BRANO ESTRATTO -
============================================================
L'interrogatorio del pm a Brescia: "De Pasquale mi disse di tenere fermo il fascicolo sulla loggia Ungheria..."

Storari svela il metodo Milano. Quelle trame sul processo Eni

Fu la Procura di Milano a permettere a Piero Amara, il grande calunniatore del caso Eni, di evitare il carcere e ottenere l'affidamento ai servizi sociali: per i pm milanesi Amara era sincero. E questa benedizione gli venne concessa perché salvare Amara serviva a ottenere la condanna dei vertici dell'Eni. Che questo fosse lo scenario lo si era ipotizzato. A dirlo esplicitamente, e quasi con crudezza, è nei suoi verbali il pm Paolo Storari, che Amara invece voleva incriminarlo insieme al suo complice di manovre Vincenzo Armanna.

Il 21 maggio 2021 Storari viene interrogato dalla Procura di Brescia che lo accusa di avere rivelato i verbali segreti di Amara a Piecamillo Davigo. E spiega così il suo stato d'animo, quando chiedeva invano ai suoi capi di scavare sulla loggia Ungheria di cui gli aveva parlato Amara: «Io non vengo manco considerato, un muro di gomma sui sbatto e ho sbattuto fino all'altro giorno». A essere inaccettabile per Storari è che intanto i verbali di Amara vengano usati contro il giudice del processo Eni: «Perchè quando si tratta di andare a verificare la bontà o la falsità delle dichiarazioni di Amara su Ungheria si sta fermi immobili e poi invece quando si tratta di utilizzare quelle medesime dichiarazioni provenienti dal medesimo soggetto lo si fa in serenità?».
============================================================
LAVORO RICHIESTO -
a) Secondo il brano, in quale data Storari viene interrogato dalla Procura di Brescia?
b) Elenca i cognomi di tutte le persone nominate nel brano.
Le righe riportate più avanti sono materiale separato dal brano.

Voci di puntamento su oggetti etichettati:
============================================================
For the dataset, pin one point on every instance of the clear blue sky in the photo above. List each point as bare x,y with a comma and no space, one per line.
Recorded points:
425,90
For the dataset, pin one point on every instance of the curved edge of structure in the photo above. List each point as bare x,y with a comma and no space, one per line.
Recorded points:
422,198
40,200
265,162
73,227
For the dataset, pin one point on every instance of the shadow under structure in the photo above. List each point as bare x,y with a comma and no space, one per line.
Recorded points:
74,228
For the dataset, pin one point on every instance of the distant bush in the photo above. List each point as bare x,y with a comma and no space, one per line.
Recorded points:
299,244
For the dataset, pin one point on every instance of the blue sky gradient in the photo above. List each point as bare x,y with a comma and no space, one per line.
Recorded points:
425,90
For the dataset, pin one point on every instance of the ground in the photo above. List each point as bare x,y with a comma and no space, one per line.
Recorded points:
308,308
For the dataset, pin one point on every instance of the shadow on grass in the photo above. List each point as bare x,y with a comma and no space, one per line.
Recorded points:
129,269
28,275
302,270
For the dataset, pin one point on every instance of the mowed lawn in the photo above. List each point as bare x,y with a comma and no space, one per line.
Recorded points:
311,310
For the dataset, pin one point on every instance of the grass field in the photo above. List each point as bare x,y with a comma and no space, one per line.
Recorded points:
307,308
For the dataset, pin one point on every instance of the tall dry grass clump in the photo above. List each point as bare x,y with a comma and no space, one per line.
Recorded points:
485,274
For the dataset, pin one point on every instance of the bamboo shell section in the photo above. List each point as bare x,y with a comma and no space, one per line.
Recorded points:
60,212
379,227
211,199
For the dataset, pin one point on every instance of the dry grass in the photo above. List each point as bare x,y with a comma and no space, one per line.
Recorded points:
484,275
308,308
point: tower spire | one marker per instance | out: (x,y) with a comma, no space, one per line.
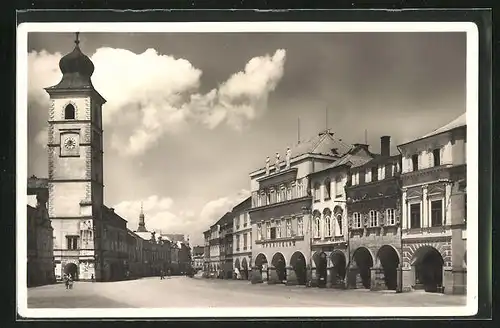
(142,223)
(77,40)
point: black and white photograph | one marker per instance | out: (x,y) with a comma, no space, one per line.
(247,169)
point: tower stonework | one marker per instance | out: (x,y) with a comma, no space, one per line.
(76,168)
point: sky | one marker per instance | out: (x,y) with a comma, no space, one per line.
============================================================
RISPOSTE SCRITTE -
a) Il 21 maggio 2021.

b) De Pasquale, Storari, Amara, Armanna, Davigo.